** Start of Source material **

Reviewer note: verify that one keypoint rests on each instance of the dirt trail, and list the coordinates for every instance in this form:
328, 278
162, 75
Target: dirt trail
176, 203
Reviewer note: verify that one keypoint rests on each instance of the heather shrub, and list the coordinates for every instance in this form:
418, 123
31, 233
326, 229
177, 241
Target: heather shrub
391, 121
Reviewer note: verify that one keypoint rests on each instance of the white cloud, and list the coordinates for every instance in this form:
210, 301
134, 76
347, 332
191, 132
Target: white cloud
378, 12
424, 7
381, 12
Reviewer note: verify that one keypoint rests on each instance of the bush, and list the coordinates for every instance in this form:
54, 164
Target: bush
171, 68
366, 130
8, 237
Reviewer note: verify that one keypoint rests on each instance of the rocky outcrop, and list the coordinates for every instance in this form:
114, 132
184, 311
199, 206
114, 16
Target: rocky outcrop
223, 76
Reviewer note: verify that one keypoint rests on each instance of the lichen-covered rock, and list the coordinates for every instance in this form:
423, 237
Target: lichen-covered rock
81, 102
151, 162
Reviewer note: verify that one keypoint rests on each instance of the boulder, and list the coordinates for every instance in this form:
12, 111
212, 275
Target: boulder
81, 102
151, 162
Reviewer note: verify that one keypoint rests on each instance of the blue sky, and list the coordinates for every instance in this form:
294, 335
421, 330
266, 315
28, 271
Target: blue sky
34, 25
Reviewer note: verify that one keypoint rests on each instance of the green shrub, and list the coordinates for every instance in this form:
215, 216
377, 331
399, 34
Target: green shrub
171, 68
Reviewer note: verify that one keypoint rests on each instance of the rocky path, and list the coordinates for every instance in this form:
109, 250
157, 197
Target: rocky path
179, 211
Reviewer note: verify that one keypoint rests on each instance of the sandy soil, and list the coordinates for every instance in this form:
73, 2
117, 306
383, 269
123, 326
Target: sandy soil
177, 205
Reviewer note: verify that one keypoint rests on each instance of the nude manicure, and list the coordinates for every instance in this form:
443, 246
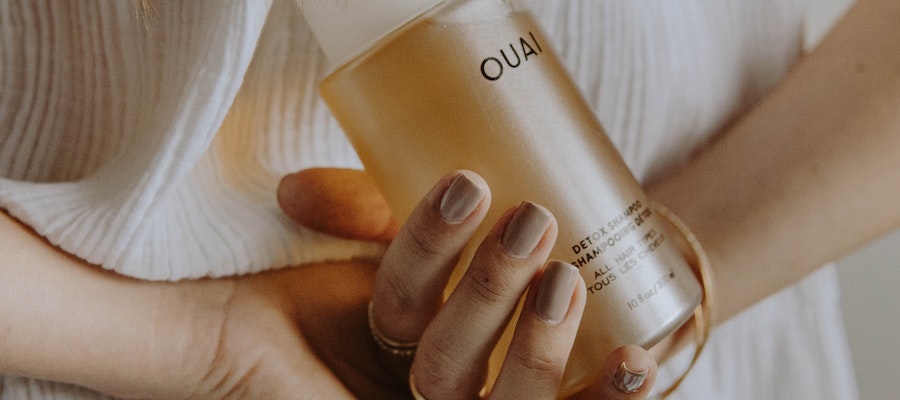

** End of Source material **

(Directions):
Turn the stretch from the line containing "of the nude" through the end of the entries into a numbered list. Skip blank lines and leave out the picture.

(Result for this task):
1. Reviewer note: verify that one keypoint rests on each instance of the nude manicure, and list the coordinates for every instance in this form:
2. 443, 246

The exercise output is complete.